Upon moving to Ireland, I made a resolution (one of many) to use this year as a time to extend my interests and experiences to those I have spent less time on in the past. My reluctance to seek out organizations and opportunities similar to those I loved in college was motivated in large part by expecting I’d try, and subsequently fail, to re-create my undergrad experience in an environment where student life was bound to be different. In the fall, this led me to kickboxing, Irish dance, and an assortment of lectures and seminars on topics I’d never even heard of.
As an avid Marie Kondo enthusiast, and someone prone to taking stock of life whenever it slows down for a brief moment, I spend a fair amount of time thinking about what brings me joy. Kickboxing was exhilarating and dancing turned out to be as much a mental exercise as an aerobic one, as I built up my mental Rolodex of towns in Ireland by learning the names of ceili dances.
The abundance of unstructured time I’ve had these past several months has been a happy consequence of my program holding classes only two days a week. When I picked up fiddle lessons halfway through last semester, I realized the activity bringing me the most joy was the one most similar to what I’ve done before— and it wasn’t because I was re-creating years of classical violin lessons in a new country. How could I be, in a different time and place, and shaped by a perspective changed even from last fall?
Around the time this realization struck, my professors and classmates began to talk about thesis projects. I emailed a few potential supervisors and sat down with one on a rainy Thursday evening to discuss ideas. I asked him if he could tell me a bit about his impressions of rural health in Ireland and highlight some major challenges I could consider a project around.
He paused for a long beat before replying, “In some regard, all health in Ireland is rural health.” It was an oversimplification, no doubt, but his comment reframed my perspective on what I thought I already understood.
It’s impossible to understand the nuance of an experience without stepping into it and looking around from the new vantage point, and I’m re-learning this lesson over and over these days. That same night, I sent an email asking to join the Cork City branch of the Irish Red Cross, where I now spend my Wednesday evenings in the company of Corkers who are as excited by vacuum splints and ECGs as I am. After three and a half unforgettable years with MIT EMS, the pull towards another ambulance unit was irresistible.
I’m tempted to lean into the cliché that one again being involved in emergency medical services feels like home. In all honesty, it doesn’t quite feel like my old service. Routine operations are different in small ways that sometimes catch me off guard and I don’t think I’ll be driving an ambulance down the left side of the road any time soon. All the same, I’ve officially submitted my paperwork requesting an Irish EMT license and entirely shaken the feeling that drawing upon what I know and love will hold me back from learning as much as I can about my new community. Somehow, this milestone feels like a natural, wonderfully inevitable extension of the life I have found here in Cork.
I took a surprisingly circuitous road to realizing continuity can be challenging and eye-opening in a tremendously rewarding way. But when I ask myself what brings me joy, the Red Cross is high on my list. Sometimes it’s just that simple.

- Information

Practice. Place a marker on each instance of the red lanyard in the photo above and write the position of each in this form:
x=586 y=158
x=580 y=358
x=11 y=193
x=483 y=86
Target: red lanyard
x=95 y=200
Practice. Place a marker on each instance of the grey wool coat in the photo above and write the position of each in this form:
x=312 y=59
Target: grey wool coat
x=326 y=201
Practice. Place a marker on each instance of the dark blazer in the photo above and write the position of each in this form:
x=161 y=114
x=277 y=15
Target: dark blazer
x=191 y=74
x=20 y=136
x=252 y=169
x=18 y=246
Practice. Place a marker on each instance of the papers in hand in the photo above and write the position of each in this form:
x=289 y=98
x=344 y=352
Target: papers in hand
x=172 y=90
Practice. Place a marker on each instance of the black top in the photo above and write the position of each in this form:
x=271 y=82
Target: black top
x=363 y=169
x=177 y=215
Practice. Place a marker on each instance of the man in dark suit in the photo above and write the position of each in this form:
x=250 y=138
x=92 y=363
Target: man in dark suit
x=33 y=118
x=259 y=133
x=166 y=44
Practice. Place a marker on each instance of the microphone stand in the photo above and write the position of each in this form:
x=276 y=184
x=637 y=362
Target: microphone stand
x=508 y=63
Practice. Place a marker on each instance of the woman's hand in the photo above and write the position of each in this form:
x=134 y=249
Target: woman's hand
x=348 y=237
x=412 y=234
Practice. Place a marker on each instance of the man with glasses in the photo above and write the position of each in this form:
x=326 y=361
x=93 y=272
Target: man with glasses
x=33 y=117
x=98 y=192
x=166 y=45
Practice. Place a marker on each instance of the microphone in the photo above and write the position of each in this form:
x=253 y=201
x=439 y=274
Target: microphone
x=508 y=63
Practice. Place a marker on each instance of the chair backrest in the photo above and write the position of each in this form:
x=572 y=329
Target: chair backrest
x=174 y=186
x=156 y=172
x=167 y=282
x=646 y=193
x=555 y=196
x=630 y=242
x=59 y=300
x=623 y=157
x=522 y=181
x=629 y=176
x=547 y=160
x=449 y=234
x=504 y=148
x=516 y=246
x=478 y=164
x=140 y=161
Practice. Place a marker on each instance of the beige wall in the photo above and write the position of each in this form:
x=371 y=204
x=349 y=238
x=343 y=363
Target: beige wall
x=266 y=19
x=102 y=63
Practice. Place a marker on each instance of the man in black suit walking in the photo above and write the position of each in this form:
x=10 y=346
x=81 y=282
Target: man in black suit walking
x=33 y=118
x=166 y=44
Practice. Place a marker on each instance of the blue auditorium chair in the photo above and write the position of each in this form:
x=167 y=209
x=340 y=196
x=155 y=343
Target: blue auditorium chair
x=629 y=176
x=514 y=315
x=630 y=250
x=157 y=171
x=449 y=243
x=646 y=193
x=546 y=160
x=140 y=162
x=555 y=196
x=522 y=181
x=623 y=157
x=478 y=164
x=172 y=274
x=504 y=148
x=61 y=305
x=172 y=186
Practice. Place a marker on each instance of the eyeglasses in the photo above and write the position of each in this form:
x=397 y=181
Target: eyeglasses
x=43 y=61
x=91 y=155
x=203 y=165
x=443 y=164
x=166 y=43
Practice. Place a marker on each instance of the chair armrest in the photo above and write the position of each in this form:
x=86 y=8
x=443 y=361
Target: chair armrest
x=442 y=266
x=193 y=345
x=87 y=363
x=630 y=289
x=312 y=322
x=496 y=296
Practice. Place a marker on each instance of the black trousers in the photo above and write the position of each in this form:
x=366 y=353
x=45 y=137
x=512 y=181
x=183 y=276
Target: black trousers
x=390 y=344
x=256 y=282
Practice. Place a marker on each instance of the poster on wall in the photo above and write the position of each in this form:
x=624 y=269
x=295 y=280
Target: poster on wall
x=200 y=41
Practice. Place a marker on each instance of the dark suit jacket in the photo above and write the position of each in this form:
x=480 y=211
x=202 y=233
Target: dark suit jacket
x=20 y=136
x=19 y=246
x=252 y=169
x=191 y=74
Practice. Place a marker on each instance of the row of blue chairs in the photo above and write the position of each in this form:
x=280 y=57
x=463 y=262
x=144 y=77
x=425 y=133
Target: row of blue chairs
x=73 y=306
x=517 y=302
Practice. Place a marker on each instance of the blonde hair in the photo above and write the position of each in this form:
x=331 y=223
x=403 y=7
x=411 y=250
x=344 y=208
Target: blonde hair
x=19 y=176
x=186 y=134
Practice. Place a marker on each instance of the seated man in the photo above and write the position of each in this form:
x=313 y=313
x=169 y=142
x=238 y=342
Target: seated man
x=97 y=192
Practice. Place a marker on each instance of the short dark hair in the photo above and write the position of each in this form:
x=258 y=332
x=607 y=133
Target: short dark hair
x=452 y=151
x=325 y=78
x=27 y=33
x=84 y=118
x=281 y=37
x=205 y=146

- Problem to work on
In the essay about life in Cork above, copy out the passage word for word, starting with "Around the time" and going on through "I already understood.".

- Output for this exercise
Around the time this realization struck, my professors and classmates began to talk about thesis projects. I emailed a few potential supervisors and sat down with one on a rainy Thursday evening to discuss ideas. I asked him if he could tell me a bit about his impressions of rural health in Ireland and highlight some major challenges I could consider a project around.
He paused for a long beat before replying, “In some regard, all health in Ireland is rural health.” It was an oversimplification, no doubt, but his comment reframed my perspective on what I thought I already understood.